ÉNONCÉ A:
D'après le texte sur les systèmes bio-socio-techniques, quelles entités écologiques sont citées comme à la fois naturelles et fortement dépendantes de l'activité humaine ?
ÉNONCÉ B:
Reprenez le texte sur les systèmes bio-socio-techniques juste après sa dernière phrase.

TEXTE DE LA PAGE:
== == ==

Quelques exemples : les entités écologiques comme les lacs sont à la fois naturelles et fortement dépendantes de l’activité humaine. Les systèmes agraires, les terroirs ruraux ou les paysages, les villes et les entreprises sont également des systèmes bio-socio-techniques. La planète elle-même ! ... Ils font intervenir une multitude d’acteurs doués d’une certaine liberté, d’une stratégie et d’une capacité de réaction, capable de se coordonner ou de s’affronter. L’organisation des connexions, des réseaux et des flux occupe une place primordiale et les mécanismes de régulation sont essentiels au maintien du système, qui évolue en permanence.

== == ==

DONNÉES FOURNIES:

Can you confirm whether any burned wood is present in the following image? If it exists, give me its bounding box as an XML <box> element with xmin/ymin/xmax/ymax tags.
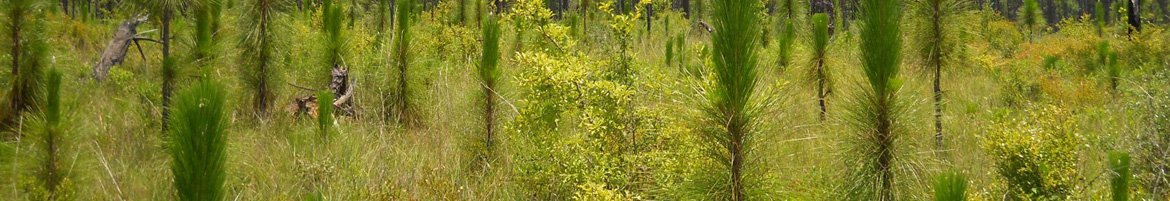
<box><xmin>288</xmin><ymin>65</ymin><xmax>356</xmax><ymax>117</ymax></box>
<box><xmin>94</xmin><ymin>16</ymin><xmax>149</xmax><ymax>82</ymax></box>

== == ==

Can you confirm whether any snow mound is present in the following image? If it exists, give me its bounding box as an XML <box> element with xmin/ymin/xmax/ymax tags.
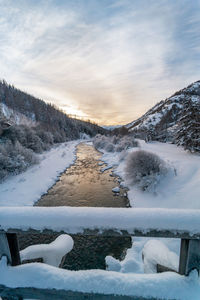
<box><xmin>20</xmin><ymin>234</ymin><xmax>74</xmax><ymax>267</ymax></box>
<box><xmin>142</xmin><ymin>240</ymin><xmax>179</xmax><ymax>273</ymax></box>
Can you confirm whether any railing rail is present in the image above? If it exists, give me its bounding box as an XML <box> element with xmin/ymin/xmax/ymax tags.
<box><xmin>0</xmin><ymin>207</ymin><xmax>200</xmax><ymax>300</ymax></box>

== == ==

RÉSULTAT A:
Les lacs.

RÉSULTAT B:
Les systèmes bio-socio-techniques présentent quelques caractéristiques. Tout d’abord, leurs composants n’ont pas la même vitesse d’évolution ni la même constante de temps. Ces disparités provoquent des décalages de rythme fréquents et des écarts entre les problèmes auxquels nous sommes confrontés et la manière dont nous les traitons. Ensuite, leur observation diffère selon que l’on les regarde sur un temps court (les mécanismes de reproduction du système prédominent, le changement semble impossible)ou sur un temps long (rien n’est immuable). Pour faire évoluer un système, il est primordial que les hommes qui en font partie puissent se le représenter et confrontent leurs représentations du système avec celles des autres : dans les cohésions à construire, les facteurs culturels jouent un rôle décisif. Quatrième constante : tous les systèmes sont exposés aux risques de perturbations et doivent développer des mécanismes de sécurité. Toute réflexion sur l’avenir d’un système passe par une gestion concertée des risques. Enfin, un système est d’autant plus sûr que les acteurs misent sur la coopération entre eux plutôt que sur la compétition pour décider de leur avenir commun.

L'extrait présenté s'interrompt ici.